** Job **
Could you print each of the records below, line by line, with nothing changed?

** Data shown **
※

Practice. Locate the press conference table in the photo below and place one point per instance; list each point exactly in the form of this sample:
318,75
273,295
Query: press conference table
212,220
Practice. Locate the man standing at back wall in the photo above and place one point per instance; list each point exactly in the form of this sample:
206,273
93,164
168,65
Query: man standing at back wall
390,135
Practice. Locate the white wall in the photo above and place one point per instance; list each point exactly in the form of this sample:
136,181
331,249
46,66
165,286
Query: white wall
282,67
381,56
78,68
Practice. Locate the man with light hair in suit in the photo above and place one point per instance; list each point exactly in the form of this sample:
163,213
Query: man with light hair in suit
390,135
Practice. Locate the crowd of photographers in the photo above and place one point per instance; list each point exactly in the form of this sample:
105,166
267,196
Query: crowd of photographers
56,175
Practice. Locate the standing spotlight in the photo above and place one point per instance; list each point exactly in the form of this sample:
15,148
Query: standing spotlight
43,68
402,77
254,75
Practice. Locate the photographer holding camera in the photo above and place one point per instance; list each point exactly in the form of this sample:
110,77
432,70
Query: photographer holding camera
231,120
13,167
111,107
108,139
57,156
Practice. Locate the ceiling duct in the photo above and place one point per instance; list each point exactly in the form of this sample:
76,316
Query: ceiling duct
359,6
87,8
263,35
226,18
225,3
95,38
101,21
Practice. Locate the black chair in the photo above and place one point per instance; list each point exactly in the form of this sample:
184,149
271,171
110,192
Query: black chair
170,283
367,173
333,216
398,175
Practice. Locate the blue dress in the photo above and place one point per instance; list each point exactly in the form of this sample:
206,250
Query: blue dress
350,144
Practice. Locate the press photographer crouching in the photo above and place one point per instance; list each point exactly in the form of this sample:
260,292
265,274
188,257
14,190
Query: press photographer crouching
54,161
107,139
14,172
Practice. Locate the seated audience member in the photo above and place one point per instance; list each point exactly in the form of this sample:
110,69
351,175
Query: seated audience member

※

** Answer to the exercise **
Practice. Locate the press conference table in the photo below and place one point per instance; list each point exactly in the form of this sample:
318,75
273,295
Query: press conference table
212,220
Practice. Locate the man standing at back wall in the photo above and place one point per instance; list each point exactly in the form of this sample:
206,273
93,164
168,65
Query: man standing at back wall
390,135
Practice. Locate the white wall in the photo above and place one point per instance; list each point exactly in the form of this sample:
136,181
331,249
46,66
165,286
Query: white wall
282,67
381,56
78,68
Practice. Locate the man with light hair in suit in the photo above and place one point per instance; list each point exactly in the form of this sample:
163,213
Query: man with light hair in suit
390,135
Practice. Locate the crowd of photographers in the photo above and place one point per instance; list each point exactly in the form of this sample:
105,166
267,196
Query: crowd of photographers
56,175
Practice. Locate the standing spotlight in the photo above and place one point per instance; list each point exactly in the form of this sample:
15,148
Query: standing spotlight
43,68
402,77
254,75
Practice. Locate the photographer holding camera in the photo above and place one point per instance; list each point exactly in the form of this sample:
110,77
432,70
Query: photographer holding camera
231,120
13,167
111,107
108,139
57,156
Practice. Locate the ceiling duct in the photo above and place one point per instance; list each point exactly in the form of this sample:
76,316
Query: ceiling duct
359,6
87,8
263,35
226,18
225,3
95,38
101,21
Practice. Locate the black chair in the photo above and place one point per instance; list each point exactly in the form of this sample:
184,149
271,171
110,192
Query: black chair
170,283
367,173
333,216
398,175
Practice. Locate the blue dress in the photo above and place one point per instance; list each point exactly in the form of this sample:
206,250
Query: blue dress
350,144
Practice. Locate the press photographer crouching in the photo above and place one point per instance; list each point exactly in the form of this sample:
260,292
265,274
188,257
14,190
Query: press photographer crouching
54,161
107,139
14,172
Practice. Locate the seated audience member in the photo above and place one point per instance; list each point exactly in the form of this sample:
110,69
351,175
Query: seated audience member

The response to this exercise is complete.